Texte source:
⟨
Mais, face à la prolifération des agences sanitaires, aux prises de parole tonitruantes des experts en tout genre, la rue Bonaparte garde deux atouts maîtres : sa pluridisciplinarité et son indépendance. « Elus par leurs pairs, explique le perpétuel, les académiciens ne sont justiciables d'aucune tutelle. Ce principe académique est une notion que l'on oublie trop souvent, mais qui explique sans doute pourquoi les académies ont leur place dans les sociétés les plus modernes. L'Académie nationale de médecine, qui ne fait pas partie de l'Institut, est placée sous la protection du président de la République et sous la tutelle du ministère de l'Education nationale pour ses frais de fonctionnement administratif. Les dons et les legs qu'elle reçoit servent exclusivement à décerner chaque année des bourses et des prix destinés à aider la recherche médicale. »
Restait, en ces temps réputés communicants, à le faire savoir. La rentrée de l'académie n'est pas que littéraire.
Le catalogue-trésor de la bibliothèque
Riche de 400 000 volumes dont 6 000 périodiques, la bibliothèque de l'Académie a été créée en 1820 mais elle recèle des volumes très anciens, comme des incunables du XVe siècle.
Les fonds constitués au XIXe siècle par des dons et des achats sont remarquables, souligne Laurence Camous, qui dirige la bibliothèque de la rue Bonaparte. Comme le fonds Daremberg, collection constituée par le premier bibliothécaire de l'Académie, en quelque sorte la bibliothèque idéale de l'historien de la médecine du XIXe. On y trouve 113 incunables, recueils généraux de textes de l'antiquité, anatomie, chirurgie, textes médicaux du Moyen Age, auteurs arabes, parmi lesquels figurent les deux plus anciens incunables médicaux, imprimés à Venise en 1471 par Nicolas Jenson : « l'Antidotarium », de Nicolas de Salerne, le « Liber servitoris », d'Albucasis, et le premier traité médical illustré de figures anatomiques, le « Fasciculus medicinae », de Jean Kethman.
⟩
Extrait des données:
⟨
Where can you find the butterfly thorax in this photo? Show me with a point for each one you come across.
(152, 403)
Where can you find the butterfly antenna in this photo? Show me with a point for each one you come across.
⟩
Consigne:
D'après le texte source, où et en quelle année les deux plus anciens incunables médicaux du fonds Daremberg ont-ils été imprimés ?

Corrigé:
À Venise, en 1471.